--- PROVIDED MATERIAL ---

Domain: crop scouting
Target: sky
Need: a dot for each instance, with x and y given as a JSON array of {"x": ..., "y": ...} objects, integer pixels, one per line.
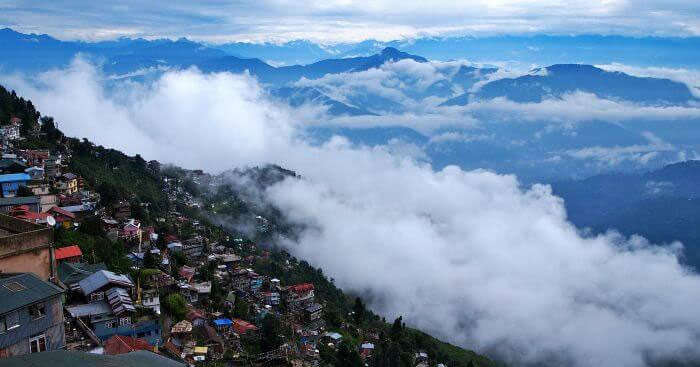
[
  {"x": 473, "y": 257},
  {"x": 333, "y": 21}
]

---

** TASK INSTRUCTIONS **
Rewrite the material above with "crop scouting" changed to "field survey" and everything else the same, leaving out the pictures.

** WRITTEN ANSWER **
Domain: field survey
Target: sky
Need: a dot for each instance, with x and y given as a JSON array of {"x": ..., "y": ...} objects, integer pixels, one per line.
[
  {"x": 473, "y": 257},
  {"x": 333, "y": 21}
]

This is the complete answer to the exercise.